§ **TEXT**:
"""

Two places in which this is discussed are Gompf and Stipsicz's book *4-manifolds and Kirby calculus* (Sections 5.2 and 5.3) and Ozbagci and Stipsicz's *Surgery on contact 3-manifolds and Stein surfaces* (Chapter 2). The reason this is not discussed in many knot theory references is that this is more of a 3.5-dimensional issue (that is, in between dimension 3 and dimension 4) than a knot-theoretical one.

Yes, this makes sense in arbitrary 3-manifolds, since the fact that $q=1$ is independent of your choice of longitude. The meridian is always well-defined, and any two longitudes differ by a multiple of the meridian, so having an expression of the form $p\mu + \lambda$ is independent of which $\lambda$ you choose. (The $p$ will vary, of course.) A different, arguably "better" perspective is that this corresponds to attaching a 4-dimensional 2-handle to $M \times I$ along $K$, which is what the two references I gave you are mostly about.

I'm not sure what you mean by "how about", so I'll at least tell you that the construction you have for knots in $S^3$ is completely general, and it goes by the name of "Dehn surgery". You can do it for any knot in any 3-manifold, and the datum you need is just the choice of (the homology class of) a simple closed curve in $\partial N(K)$, also called the slope (which is your $(p,q)$ or $p/q$). The only drawback is that if $K$ and $M$ are arbitrary you don't have a canonical way to translate this slope into a rational number, unless $K$ is null-homologous in $M$ (see below).

"""

§ **DATASET**:
"""

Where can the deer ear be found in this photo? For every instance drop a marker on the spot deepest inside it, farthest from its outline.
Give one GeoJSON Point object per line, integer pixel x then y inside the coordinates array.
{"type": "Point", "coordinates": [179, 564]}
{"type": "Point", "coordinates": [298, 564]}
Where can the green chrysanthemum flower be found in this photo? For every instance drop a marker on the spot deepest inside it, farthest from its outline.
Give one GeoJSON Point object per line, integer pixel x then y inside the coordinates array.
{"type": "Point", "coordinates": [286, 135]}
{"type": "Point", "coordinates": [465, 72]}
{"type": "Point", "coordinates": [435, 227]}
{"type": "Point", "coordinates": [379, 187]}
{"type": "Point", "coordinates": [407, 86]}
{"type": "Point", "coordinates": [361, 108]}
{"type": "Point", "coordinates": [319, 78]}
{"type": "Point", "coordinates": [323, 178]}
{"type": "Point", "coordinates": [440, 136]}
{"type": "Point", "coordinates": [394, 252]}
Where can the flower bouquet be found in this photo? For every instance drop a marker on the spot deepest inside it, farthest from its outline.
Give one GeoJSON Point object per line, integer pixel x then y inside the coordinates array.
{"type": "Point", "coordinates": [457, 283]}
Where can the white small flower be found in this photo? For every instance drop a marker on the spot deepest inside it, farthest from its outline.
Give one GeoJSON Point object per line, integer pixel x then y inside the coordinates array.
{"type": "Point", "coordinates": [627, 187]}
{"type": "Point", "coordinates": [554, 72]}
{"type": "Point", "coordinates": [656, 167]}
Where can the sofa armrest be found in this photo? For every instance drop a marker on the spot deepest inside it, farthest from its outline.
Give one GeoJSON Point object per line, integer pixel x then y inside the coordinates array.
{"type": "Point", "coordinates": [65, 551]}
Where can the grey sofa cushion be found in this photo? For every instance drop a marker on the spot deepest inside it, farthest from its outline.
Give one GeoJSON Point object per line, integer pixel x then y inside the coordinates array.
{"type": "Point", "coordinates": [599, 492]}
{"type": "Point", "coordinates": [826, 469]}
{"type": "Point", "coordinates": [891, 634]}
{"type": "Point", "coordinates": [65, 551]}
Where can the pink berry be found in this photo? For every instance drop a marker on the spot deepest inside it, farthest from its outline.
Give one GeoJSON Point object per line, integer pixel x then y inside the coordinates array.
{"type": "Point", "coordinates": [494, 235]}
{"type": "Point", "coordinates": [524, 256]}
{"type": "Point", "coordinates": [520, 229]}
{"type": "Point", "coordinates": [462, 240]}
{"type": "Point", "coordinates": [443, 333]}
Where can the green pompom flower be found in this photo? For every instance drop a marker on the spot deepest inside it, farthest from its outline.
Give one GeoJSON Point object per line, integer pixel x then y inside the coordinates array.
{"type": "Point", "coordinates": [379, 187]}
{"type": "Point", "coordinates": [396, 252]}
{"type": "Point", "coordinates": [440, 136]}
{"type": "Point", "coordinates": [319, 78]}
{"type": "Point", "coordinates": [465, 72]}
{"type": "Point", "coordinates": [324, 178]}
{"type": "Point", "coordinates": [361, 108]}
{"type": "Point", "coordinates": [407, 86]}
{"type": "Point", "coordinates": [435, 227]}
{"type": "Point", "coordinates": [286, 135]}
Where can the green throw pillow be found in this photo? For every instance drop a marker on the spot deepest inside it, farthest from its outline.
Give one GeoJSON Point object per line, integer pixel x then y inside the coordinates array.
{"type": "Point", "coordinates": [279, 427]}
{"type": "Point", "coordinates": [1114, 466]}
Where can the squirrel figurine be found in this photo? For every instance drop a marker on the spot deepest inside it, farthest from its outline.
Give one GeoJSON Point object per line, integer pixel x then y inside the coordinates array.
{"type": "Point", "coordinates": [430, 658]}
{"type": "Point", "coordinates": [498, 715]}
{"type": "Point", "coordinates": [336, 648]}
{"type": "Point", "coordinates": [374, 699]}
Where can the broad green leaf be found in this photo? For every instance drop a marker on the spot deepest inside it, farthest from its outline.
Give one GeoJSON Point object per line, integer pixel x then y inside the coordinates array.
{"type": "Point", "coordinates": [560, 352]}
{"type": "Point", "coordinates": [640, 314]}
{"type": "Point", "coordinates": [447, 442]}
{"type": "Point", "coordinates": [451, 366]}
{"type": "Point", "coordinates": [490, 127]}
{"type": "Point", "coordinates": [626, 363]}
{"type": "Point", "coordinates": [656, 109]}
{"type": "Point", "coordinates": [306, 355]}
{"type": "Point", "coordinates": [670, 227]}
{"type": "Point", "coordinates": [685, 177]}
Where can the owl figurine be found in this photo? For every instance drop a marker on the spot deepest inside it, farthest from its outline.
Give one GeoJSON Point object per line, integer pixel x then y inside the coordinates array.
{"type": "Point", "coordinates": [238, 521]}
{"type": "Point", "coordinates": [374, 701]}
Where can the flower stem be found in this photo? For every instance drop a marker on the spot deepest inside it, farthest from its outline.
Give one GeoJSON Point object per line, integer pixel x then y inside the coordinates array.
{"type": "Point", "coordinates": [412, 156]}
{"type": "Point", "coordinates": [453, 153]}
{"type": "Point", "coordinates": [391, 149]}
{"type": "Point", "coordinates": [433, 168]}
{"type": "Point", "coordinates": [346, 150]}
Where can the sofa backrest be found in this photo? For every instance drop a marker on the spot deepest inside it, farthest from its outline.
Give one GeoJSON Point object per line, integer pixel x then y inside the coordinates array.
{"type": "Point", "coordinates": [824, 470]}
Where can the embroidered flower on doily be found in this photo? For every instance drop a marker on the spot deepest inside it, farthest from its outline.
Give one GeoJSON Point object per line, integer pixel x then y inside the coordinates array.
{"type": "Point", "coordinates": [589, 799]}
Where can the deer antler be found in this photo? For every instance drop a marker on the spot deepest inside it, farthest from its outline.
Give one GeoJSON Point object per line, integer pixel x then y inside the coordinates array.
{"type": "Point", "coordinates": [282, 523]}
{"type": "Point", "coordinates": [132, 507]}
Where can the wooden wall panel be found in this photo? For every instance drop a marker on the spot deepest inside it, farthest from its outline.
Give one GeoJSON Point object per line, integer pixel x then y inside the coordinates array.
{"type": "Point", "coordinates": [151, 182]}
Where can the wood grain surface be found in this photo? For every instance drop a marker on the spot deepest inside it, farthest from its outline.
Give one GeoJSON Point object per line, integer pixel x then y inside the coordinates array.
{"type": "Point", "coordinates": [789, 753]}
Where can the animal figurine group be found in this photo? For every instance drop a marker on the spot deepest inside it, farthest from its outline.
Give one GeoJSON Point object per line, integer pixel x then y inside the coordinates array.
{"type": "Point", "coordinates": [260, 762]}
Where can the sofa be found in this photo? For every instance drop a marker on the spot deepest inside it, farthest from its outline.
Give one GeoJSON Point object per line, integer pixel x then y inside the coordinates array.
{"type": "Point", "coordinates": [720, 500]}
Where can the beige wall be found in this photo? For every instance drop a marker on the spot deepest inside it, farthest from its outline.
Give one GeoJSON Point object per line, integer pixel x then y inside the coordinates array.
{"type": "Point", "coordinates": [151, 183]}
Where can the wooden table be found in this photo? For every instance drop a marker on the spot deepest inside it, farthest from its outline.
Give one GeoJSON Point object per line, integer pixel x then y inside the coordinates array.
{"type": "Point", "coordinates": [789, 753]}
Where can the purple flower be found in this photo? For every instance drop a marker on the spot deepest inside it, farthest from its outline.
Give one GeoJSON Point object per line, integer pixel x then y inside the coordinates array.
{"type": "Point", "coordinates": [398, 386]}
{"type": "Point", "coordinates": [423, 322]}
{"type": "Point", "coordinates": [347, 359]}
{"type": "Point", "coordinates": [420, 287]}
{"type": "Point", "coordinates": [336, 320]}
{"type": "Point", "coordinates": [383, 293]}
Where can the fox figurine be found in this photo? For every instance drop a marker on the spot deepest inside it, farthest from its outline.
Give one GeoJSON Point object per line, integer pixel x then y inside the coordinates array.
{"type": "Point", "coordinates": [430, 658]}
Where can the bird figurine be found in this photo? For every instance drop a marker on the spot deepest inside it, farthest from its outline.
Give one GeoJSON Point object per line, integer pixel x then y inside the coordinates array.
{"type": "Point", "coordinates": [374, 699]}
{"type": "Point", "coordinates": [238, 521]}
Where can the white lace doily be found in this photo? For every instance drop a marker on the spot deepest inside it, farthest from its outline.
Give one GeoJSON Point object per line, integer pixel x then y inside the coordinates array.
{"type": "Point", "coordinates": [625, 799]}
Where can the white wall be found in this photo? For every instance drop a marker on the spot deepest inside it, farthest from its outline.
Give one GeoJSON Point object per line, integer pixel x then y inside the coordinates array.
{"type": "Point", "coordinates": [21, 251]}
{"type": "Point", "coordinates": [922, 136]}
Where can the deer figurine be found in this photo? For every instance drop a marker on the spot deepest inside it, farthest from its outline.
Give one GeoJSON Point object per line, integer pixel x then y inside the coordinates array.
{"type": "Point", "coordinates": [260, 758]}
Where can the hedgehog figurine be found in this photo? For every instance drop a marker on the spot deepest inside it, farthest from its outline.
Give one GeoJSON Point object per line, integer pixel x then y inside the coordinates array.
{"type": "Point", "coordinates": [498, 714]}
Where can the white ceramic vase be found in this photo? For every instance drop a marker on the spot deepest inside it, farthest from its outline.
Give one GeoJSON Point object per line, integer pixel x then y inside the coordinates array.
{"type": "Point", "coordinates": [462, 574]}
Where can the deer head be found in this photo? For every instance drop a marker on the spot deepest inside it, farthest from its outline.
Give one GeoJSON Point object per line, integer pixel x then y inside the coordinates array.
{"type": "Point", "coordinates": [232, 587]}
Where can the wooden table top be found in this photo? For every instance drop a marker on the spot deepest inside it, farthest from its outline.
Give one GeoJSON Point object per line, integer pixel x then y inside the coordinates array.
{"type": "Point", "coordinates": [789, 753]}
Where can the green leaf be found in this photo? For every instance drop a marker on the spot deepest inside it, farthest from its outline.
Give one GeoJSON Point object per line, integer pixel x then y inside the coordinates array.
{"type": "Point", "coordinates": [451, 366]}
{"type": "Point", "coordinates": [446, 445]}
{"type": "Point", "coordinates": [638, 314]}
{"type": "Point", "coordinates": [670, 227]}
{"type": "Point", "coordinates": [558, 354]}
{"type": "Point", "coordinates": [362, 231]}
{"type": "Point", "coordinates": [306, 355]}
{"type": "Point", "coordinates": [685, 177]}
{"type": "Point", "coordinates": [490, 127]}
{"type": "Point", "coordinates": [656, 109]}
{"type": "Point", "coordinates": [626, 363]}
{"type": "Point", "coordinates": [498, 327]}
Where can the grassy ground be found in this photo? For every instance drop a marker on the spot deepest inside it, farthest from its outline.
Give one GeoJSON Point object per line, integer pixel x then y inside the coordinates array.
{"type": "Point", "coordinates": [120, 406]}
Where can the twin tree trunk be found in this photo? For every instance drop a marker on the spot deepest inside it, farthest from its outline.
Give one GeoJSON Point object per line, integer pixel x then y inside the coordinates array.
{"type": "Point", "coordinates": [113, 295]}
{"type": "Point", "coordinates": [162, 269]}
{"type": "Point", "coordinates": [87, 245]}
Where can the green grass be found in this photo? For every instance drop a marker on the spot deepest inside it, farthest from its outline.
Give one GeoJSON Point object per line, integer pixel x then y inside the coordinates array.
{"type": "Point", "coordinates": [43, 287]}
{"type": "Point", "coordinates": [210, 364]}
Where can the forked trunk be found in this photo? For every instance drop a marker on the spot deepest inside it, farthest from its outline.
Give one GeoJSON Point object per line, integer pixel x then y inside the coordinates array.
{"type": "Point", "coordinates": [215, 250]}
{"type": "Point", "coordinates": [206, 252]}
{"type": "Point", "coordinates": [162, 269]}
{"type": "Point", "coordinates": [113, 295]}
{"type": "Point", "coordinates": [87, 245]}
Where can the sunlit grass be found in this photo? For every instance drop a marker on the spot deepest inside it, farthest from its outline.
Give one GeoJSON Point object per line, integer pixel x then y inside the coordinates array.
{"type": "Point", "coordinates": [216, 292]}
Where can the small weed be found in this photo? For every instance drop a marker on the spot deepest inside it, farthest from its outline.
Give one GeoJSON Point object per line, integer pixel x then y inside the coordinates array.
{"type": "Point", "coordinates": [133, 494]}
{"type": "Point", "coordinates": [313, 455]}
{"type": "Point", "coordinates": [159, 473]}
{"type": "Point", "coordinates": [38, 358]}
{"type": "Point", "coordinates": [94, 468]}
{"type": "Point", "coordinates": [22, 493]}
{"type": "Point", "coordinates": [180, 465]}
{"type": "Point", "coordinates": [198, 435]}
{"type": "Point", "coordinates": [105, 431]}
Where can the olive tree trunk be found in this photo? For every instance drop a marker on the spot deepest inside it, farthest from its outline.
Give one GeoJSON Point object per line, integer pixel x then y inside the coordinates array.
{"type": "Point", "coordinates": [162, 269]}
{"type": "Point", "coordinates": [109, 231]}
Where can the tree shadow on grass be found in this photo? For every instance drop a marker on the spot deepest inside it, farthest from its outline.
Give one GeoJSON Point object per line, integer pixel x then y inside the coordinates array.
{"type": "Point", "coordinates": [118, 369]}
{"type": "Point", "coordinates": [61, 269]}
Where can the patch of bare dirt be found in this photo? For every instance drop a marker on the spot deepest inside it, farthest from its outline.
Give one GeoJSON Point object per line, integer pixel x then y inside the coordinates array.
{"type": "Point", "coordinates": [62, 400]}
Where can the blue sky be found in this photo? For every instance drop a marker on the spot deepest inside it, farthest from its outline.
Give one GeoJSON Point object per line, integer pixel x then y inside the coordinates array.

"""

§ **DIRECTIONS**:
1: Retype the Dehn surgery text between "I'm not sure" and "in $M$ (see below).", inclusive.
2: Please list the surnames of all the authors mentioned in the Dehn surgery text.
3: Write what comes next in the Dehn surgery text, starting after its final sentence.
The rows come from a source separate from the Dehn surgery text.

§ **PER-TASK OUTPUTS**:
1:
I'm not sure what you mean by "how about", so I'll at least tell you that the construction you have for knots in $S^3$ is completely general, and it goes by the name of "Dehn surgery". You can do it for any knot in any 3-manifold, and the datum you need is just the choice of (the homology class of) a simple closed curve in $\partial N(K)$, also called the slope (which is your $(p,q)$ or $p/q$). The only drawback is that if $K$ and $M$ are arbitrary you don't have a canonical way to translate this slope into a rational number, unless $K$ is null-homologous in $M$ (see below).

2: Gompf, Stipsicz, Ozbagci

3:
About 2., let me add that the choice of $\lambda$ is not only non-obvious, but also not possible in general. The only instance in which there is a canonical choice of $\lambda$ is when the knot $K$ is null-homologous in $M$, i.e. $[K] \in H_1(M;\mathbb{Z})$ vanishes. Then you have a preferred longitude (still called the Seifert longitude), which is the only curve on $\partial N(K)$ (up to isotopy) whose homology class dies in $H_1(M\setminus K; \mathbb{Z})$.

In general, whenever you have a knot $K \subset M$, you always have a rank-1 subgroup of $H_1(\partial N(K); \mathbb{Z})$ which dies in $H_1(M \setminus K; \mathbb{Z})$. This group needs not be generated by a primitive element, so there might be no simple closed curve on $\partial N(K)$ that bounds a surface in $M \setminus {\rm int}(N(K))$. It will be generated by a longitude if and only if $K$ is null-homologous in $M$.